▶ _WHAT THIS TASK INVOLVES_
Write out, word for word, the passage of the sleepover thread starting at "SHe was invited" and ending at "were they mad!".

▶ _EXCERPT PROVIDED_
begin

My dd only had a few sleepovers. One in particular, her parents didn't speak english, so while I had known them for many years, I saw dad every day, I didn't know them well. But, I know the child very well, and this is one kid who could come live in my home any time.

So, I didn't have any problems letting her go over there.

SHe was invited to sleep at Laura's house, but I hadn't met her mom yet, so I said "not tonight". Then when I met her, she was roaring drunk at 5:00 P.M, so there was no way I was going to let my dd go over there for a sleep over. A year later she took a group of sixth grade girls out for pizza, and wrecked her car because she was drunk. The police called the parents of the girls to go pick their kids up. Boy were they mad!


----------



## Ruthla (Jun 2, 2004)

Um, I wouldn't lump 5 and 12yos in the same catagory!

No sleepovers at all before age 9 or 10. And then only at homes where I've met the parents and didn't get any "red flags" from them. I don't feel the need to "know the family well" before allowing a sleepover, if the child already knows my child from school.

end

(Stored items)

begin

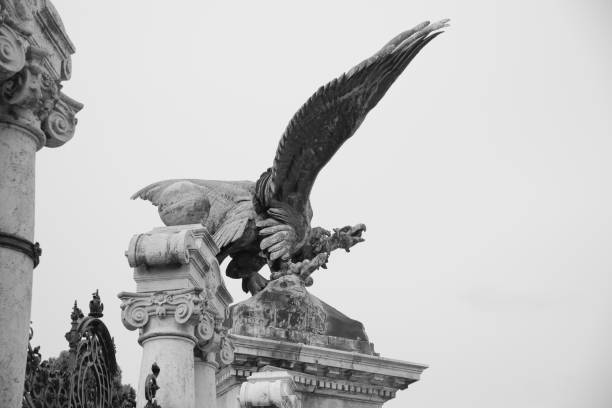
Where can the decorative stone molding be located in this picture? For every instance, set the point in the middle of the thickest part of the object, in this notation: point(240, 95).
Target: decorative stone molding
point(171, 258)
point(269, 389)
point(161, 248)
point(34, 58)
point(213, 341)
point(12, 53)
point(137, 308)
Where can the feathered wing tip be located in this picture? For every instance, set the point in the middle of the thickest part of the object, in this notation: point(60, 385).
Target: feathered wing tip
point(424, 30)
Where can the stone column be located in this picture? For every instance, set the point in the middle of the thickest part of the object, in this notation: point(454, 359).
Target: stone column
point(214, 350)
point(205, 370)
point(34, 58)
point(179, 309)
point(167, 322)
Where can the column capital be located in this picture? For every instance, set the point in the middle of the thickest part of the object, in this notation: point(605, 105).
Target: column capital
point(213, 343)
point(165, 313)
point(34, 59)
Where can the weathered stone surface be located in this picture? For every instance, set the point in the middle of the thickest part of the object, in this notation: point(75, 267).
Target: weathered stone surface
point(269, 389)
point(324, 377)
point(34, 58)
point(269, 221)
point(285, 311)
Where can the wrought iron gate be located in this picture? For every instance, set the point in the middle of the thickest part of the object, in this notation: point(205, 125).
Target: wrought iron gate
point(85, 376)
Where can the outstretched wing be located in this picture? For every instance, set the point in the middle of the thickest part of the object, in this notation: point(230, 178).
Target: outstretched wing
point(332, 115)
point(223, 207)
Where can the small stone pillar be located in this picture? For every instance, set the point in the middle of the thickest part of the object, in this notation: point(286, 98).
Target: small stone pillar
point(180, 304)
point(273, 389)
point(34, 58)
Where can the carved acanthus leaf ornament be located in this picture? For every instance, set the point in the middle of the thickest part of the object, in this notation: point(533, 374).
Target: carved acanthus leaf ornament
point(31, 71)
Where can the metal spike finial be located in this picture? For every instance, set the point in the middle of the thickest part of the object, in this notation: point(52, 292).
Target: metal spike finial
point(95, 305)
point(76, 313)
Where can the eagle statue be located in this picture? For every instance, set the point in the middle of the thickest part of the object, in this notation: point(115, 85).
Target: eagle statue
point(268, 221)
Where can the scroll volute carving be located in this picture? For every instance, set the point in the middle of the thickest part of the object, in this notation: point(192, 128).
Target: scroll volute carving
point(12, 53)
point(60, 124)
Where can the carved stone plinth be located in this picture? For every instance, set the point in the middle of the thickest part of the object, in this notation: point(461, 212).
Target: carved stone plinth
point(34, 59)
point(327, 354)
point(275, 389)
point(179, 309)
point(324, 377)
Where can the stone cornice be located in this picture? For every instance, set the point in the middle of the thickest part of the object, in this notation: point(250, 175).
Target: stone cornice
point(34, 58)
point(178, 246)
point(329, 364)
point(138, 308)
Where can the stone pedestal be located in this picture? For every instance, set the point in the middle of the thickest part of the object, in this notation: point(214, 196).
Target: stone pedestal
point(269, 389)
point(34, 58)
point(179, 307)
point(327, 355)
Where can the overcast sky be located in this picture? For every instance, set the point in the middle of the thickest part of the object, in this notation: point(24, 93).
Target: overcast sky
point(483, 176)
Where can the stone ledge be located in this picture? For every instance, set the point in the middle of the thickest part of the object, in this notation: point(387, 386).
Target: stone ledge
point(336, 374)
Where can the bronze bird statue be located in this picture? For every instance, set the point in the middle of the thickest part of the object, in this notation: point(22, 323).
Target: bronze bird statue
point(268, 221)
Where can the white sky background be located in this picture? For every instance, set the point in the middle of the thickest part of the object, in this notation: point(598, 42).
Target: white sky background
point(483, 176)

end

▶ _TASK OUTPUT_
SHe was invited to sleep at Laura's house, but I hadn't met her mom yet, so I said "not tonight". Then when I met her, she was roaring drunk at 5:00 P.M, so there was no way I was going to let my dd go over there for a sleep over. A year later she took a group of sixth grade girls out for pizza, and wrecked her car because she was drunk. The police called the parents of the girls to go pick their kids up. Boy were they mad!